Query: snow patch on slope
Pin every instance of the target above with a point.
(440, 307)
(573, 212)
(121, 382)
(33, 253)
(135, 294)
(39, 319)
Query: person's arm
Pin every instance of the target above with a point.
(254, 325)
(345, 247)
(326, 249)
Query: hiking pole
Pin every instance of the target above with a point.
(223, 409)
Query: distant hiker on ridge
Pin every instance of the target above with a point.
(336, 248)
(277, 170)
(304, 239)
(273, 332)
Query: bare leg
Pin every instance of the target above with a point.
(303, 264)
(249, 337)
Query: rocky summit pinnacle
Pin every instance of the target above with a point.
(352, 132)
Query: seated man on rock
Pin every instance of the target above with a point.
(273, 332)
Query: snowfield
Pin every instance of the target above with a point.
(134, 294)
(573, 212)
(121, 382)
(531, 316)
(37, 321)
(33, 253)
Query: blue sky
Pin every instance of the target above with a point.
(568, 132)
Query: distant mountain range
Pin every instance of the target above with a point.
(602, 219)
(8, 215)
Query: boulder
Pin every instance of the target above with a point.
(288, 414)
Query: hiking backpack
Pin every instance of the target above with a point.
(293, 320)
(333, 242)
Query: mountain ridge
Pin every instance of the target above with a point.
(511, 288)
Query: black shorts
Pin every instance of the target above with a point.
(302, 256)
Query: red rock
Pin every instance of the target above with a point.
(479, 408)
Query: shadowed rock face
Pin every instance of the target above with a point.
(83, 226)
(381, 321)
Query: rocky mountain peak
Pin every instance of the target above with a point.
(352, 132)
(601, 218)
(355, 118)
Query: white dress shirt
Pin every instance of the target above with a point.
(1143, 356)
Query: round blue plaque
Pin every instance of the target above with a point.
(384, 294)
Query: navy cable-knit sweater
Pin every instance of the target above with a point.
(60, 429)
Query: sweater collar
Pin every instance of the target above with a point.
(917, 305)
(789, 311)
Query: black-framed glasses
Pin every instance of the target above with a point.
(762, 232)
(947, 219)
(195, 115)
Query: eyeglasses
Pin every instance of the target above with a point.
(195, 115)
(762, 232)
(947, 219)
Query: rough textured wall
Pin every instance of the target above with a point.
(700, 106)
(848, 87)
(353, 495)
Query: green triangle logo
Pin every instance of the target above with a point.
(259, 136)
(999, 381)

☆ ☆ ☆ ☆

■ Written exercise ■
Reproduce all of the material above, replacing each occurrence of "target" with "item" and leaving everything else unchanged.

■ The solution ■
Query: snow patch on slope
Pin every instance of the item above with a point.
(440, 307)
(573, 212)
(121, 382)
(33, 253)
(135, 294)
(39, 319)
Query: person's arm
Pin every instance of the item above with a point.
(254, 325)
(345, 247)
(326, 249)
Query: hiking pole
Pin every instance of the item above with a point.
(223, 409)
Query: distant hiker on ridge
Pin every instance of the item above with a point.
(336, 248)
(277, 170)
(304, 239)
(273, 332)
Query: bare leg
Pin every instance of the item above with a point.
(303, 264)
(249, 337)
Query: rocky summit pinnacle
Pin every instance of the item above with a point.
(352, 132)
Query: seated man on rock
Pin every instance of the item above with a point.
(273, 332)
Query: snowfield
Pin every instance of the item above with a point.
(134, 294)
(573, 212)
(121, 382)
(531, 316)
(37, 321)
(33, 253)
Query: blue sky
Pin every instance of the item above with a point.
(568, 132)
Query: distant mountain range
Pin every instance of the item above with a point.
(602, 219)
(8, 215)
Query: boulder
Pin every instance of the item above with a point.
(288, 414)
Query: hiking backpack
Pin every instance of the item above with a point.
(293, 320)
(333, 242)
Query: mountain ridge
Pin every instance of the item above with a point.
(511, 288)
Query: black shorts
Pin every instance of the item above with a point.
(302, 256)
Query: red rock
Pin every instance of the item above with a point.
(479, 408)
Query: shadowed rock face
Pin every instance of the item above with a point.
(83, 226)
(381, 321)
Query: rocky mountain peak
Pin every instance of the item above with a point.
(352, 132)
(601, 218)
(355, 118)
Query: white dress shirt
Pin every instance of the item above with a point.
(1143, 356)
Query: round blue plaque
Pin every instance of the item above with a point.
(384, 294)
Query: navy cable-knit sweater
Pin every instance of the item above with a point.
(60, 429)
Query: sweater collar
Pin every instance of the item above with a point.
(917, 305)
(789, 311)
Query: black-framed glasses
Pin every instance of the item above with a point.
(762, 232)
(947, 219)
(195, 115)
Query: eyeglasses
Pin every instance of the item above with a point.
(195, 115)
(762, 232)
(947, 219)
Query: rough textured wall
Pin every instance of the item above with a point.
(700, 106)
(848, 87)
(353, 495)
Query: green triangle logo
Pin every instance of the item above with a point.
(259, 136)
(999, 381)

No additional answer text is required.